→ **Excerpted records**
※ ※ ※

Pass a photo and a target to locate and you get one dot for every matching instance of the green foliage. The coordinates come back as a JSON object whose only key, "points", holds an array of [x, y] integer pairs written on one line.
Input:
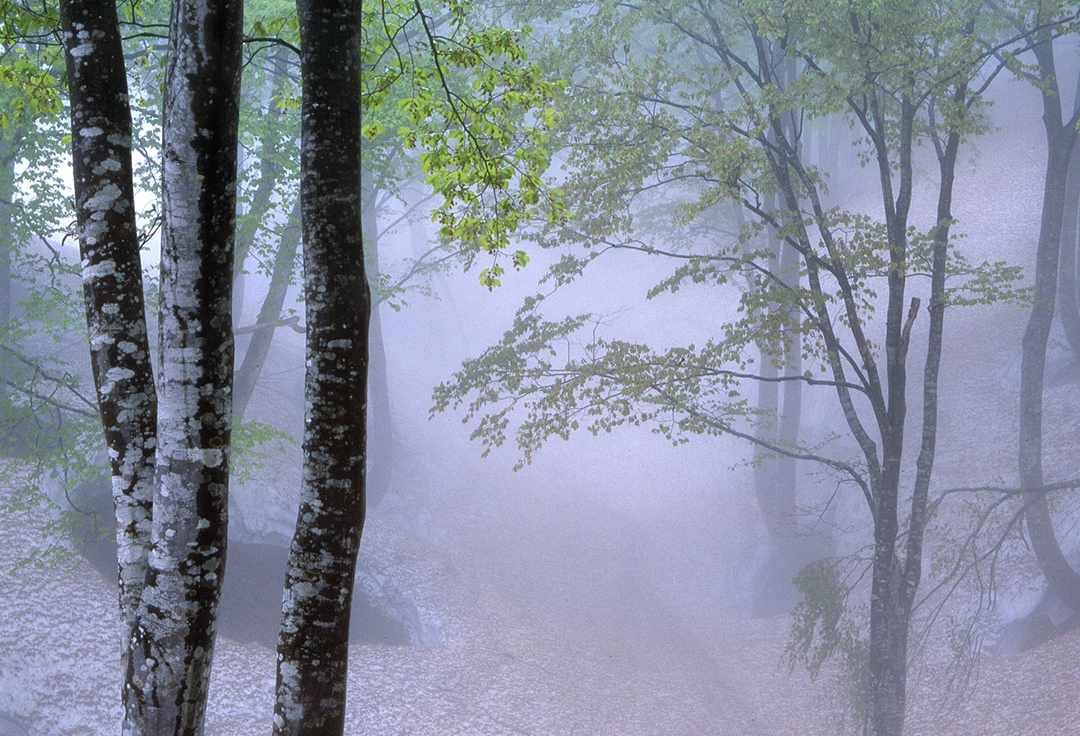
{"points": [[467, 97], [823, 629], [682, 136], [253, 443]]}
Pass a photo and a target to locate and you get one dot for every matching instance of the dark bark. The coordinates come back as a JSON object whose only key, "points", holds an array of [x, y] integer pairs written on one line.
{"points": [[312, 650], [112, 283], [268, 319], [1068, 298], [173, 646], [1061, 139], [380, 446], [380, 449]]}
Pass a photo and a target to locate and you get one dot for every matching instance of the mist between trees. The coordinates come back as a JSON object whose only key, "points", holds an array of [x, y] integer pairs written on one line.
{"points": [[775, 236]]}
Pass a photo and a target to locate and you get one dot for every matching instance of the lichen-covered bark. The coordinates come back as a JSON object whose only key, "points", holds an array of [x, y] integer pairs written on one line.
{"points": [[174, 642], [112, 279], [312, 647]]}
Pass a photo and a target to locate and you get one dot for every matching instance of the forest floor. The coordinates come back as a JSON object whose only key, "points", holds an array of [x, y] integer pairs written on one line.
{"points": [[511, 664], [538, 637]]}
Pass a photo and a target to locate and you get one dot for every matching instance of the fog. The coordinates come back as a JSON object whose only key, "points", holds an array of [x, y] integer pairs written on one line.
{"points": [[617, 581]]}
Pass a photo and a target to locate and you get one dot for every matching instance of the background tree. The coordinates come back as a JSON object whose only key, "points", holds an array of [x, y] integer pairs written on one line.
{"points": [[903, 72]]}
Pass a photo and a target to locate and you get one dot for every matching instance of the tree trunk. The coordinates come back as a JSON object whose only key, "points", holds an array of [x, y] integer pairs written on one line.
{"points": [[173, 646], [1061, 138], [112, 281], [380, 449], [1067, 296], [313, 644], [7, 241], [258, 348]]}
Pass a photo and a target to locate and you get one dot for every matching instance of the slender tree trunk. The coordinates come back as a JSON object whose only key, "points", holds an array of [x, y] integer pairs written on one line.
{"points": [[112, 283], [380, 453], [1068, 297], [312, 647], [258, 348], [1061, 139], [7, 240], [380, 447], [174, 643]]}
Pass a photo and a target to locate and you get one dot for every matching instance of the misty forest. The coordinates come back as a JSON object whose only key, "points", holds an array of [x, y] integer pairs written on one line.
{"points": [[552, 368]]}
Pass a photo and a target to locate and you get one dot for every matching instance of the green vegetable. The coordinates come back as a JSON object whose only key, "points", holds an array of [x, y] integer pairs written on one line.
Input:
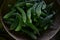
{"points": [[19, 27], [23, 13], [29, 15], [30, 34], [9, 14]]}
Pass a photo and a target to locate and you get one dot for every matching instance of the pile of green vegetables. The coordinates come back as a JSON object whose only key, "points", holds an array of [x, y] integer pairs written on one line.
{"points": [[30, 18]]}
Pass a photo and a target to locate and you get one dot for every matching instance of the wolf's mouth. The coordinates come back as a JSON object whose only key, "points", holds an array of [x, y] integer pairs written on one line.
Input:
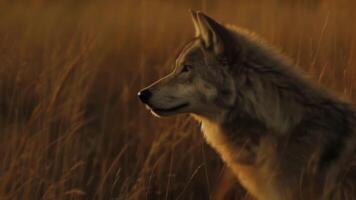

※ ※ ※

→ **Task brief**
Working from the material above, transcribe it exactly while omitting pictures.

→ **Solution to this problem**
Pass a photo and a target to locate and you get one dot for every matching instance of the green foliage. The coordinates come back as a JSON object whose only key, "points", holds an array of [x, y] integer pairs written on one line.
Input:
{"points": [[467, 97], [823, 629], [682, 136], [253, 443]]}
Pass a photo and a target to locate and you get one dot for every matching instance of the dark bark. The coordinates come back as a JSON object whose only key, "points", holds an array of [x, y] integer pairs written on one line.
{"points": [[312, 650], [112, 283], [268, 319], [1068, 298], [173, 646], [1061, 139], [380, 446], [380, 449]]}
Pass a photo and a target to locate and you get one dot for every matching instance of the mist between trees. The coordinates come back as a JSON object whose only key, "points", holds an array of [x, y] integer pairs written on one line.
{"points": [[775, 236]]}
Pass a photo and a target to locate and you get one dot for every matching instance of the lichen-covered bark. The coordinates come back as a JSON object whose only key, "points", holds an array of [x, y] integer pairs written on one line.
{"points": [[174, 642], [112, 279], [312, 647]]}
Pass a photo and a target to locate and you get one dot for every matching instance of the forest floor. The coordinates come back as a JSON object whose only key, "points", holds an array of [x, y] integer pairs written on one line.
{"points": [[511, 664], [538, 637]]}
Pass a photo and a target to locate and you get one dot for every matching instance of the fog. The coordinates come back as a JSON object whose only key, "points", holds an array of [x, y] integer pairs written on one line.
{"points": [[617, 581]]}
Pass a photo and a target to locate and you get one dot for every matching instance of the background tree. The coordinates come back as a JSON object whose only key, "points", holds an array of [x, y] integer pairs written on one line.
{"points": [[903, 72]]}
Pass a photo and a target to locate and you get one dot for every matching instance of the tree trunk. The coordinates come back as a JSON object whose only key, "points", holds an array of [x, y] integer pairs written on one line.
{"points": [[173, 646], [1061, 138], [112, 281], [380, 449], [1067, 296], [313, 644], [7, 241], [258, 348]]}
Pass a photo and a target to locate and you get one dot for every matching instance of the slender tree trunk. The coordinates come back as a JSON object whose only key, "points", holds an array of [x, y] integer pairs written on one line.
{"points": [[112, 283], [380, 453], [1068, 297], [312, 647], [258, 348], [1061, 139], [7, 240], [380, 447], [174, 643]]}
Pass a photo and a target to locate and you get one dot for every matching instance of the misty forest. The coordinates come back as a JSON object whose only key, "points", holds an array of [x, y] integer pairs written on one line.
{"points": [[552, 368]]}
Pass a photo and a target to locate and you get one dot for every matching instance of the green vegetable. The coordinates come back as a JSON object whose only key, "points", holds an array of [x, y] integer pairs written on one line.
Input:
{"points": [[19, 27], [23, 13], [29, 15], [30, 34], [9, 14]]}
Pass a photo and a target to locate and you get one dot for every matching instance of the pile of green vegetables. The coordinates come back as a JSON object whose only key, "points", holds an array of [x, y] integer pairs written on one line.
{"points": [[30, 18]]}
Pass a photo and a target to locate and you get one dot for every matching instance of the wolf's mouth. The coordinates come back as a JSON object whose only key, "points", holds an array of [x, y] integer pairs written on one line.
Input:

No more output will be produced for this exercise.